STATED EXERCISE – In the forum thread below, rewrite the paragraph beginning "The bug is accidentally binding" as a short bulleted list that keeps its main facts.
======== SELECTED TEXT
Node stuck on block 408373

Hi
https://explorer.aeternity.io/ stuck on block 408373
And my local node v5.10.1 synced from latest backup archive from https://downloads.aeternity.io/ (date 29.03.2021, md5 135cc531aa3716db1fbedcebc85a3d75) stuck on the same block with error:
[info] Failed to add synced block 408374: {root_hash_mismatch,<<183,198,226,192,128,29,14,105,206,55,86,64,185,221,154,66,135,234,71,122,235,125,199,223,246,166,77,186,15,115,102,173>>,<<208,6,152,198,139,111,114,56,162,190,138,208,75,50,247,139,240,24,243,64,229,46,145,56,18,58,198,135,216,251,85,99>>}

When will be a fix for this issue? And do we need expect a huge rollback from current top to block 408373?

3 Likes

I told @oleg to post this issue here. it seems like some nodes stuck on block 408373 (including the node that runs the new middleware)

cc @dimitar.chain

1 Like

There is a bug that just got exposed by chance, upgrading your node to 5.10.1 should work. It is a bit more complicated with the MDW but we will get it running soon.

The bug is accidentally binding an external library to protocol. This library has a function that introduces non-determinism according to its different versions :slight_smile: That means that if a node uses a different library version it will yield a different result, hence transaction checks will fail and valid blocks suddenly become invalid. This poses no risk to user’s tokens, nor the network security, simply a handful of nodes are stuck. Since most of the nodes are running the latest version, they face no issue whatsoever. So upgrading your node to latest version shall be enough to unblock it.

3 Likes

in regards to the middleware I was wondering how to easily build a production ready docker image. I opened a thread Ae-image-builder / node and plugins recently but somehow this didn’t get any attention.

however, my image builder is working but I think there is room for improvement.

Thanks for the clarification of the bug nature.
I running Ubuntu “18.04.4 LTS (Bionic Beaver)” and tryed node of the latest version 5.10.1. Prebuilded one and one I builded myself from source. Both cant sync futher than block 408373.
================
======== EXTRACTED MATERIAL
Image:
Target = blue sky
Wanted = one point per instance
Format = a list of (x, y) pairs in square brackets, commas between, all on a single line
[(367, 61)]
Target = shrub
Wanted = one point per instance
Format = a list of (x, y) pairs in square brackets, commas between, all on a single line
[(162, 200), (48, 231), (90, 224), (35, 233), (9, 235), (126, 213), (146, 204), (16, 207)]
================
======== EXTRACTED MATERIAL
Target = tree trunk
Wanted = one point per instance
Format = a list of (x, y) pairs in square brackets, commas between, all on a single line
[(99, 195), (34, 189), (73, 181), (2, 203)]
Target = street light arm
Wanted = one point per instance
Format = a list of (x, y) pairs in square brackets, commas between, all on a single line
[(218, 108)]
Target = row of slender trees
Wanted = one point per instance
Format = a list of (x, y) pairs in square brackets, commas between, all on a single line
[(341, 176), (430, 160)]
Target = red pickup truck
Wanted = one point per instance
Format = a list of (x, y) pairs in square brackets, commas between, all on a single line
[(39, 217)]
================
======== EXTRACTED MATERIAL
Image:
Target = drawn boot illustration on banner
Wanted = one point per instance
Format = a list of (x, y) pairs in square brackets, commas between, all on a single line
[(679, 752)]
================
RESPONSE –
- The bug accidentally binds an external library to the protocol.
- A function in that library gives different results in different versions, so nodes on different library versions disagree.
- Transaction checks then fail, and valid blocks become invalid.
- Users' tokens and network security are not at risk; only a handful of nodes are stuck.
- Most nodes run the latest version and have no issue.
- Upgrading a node to the latest version should be enough to unblock it.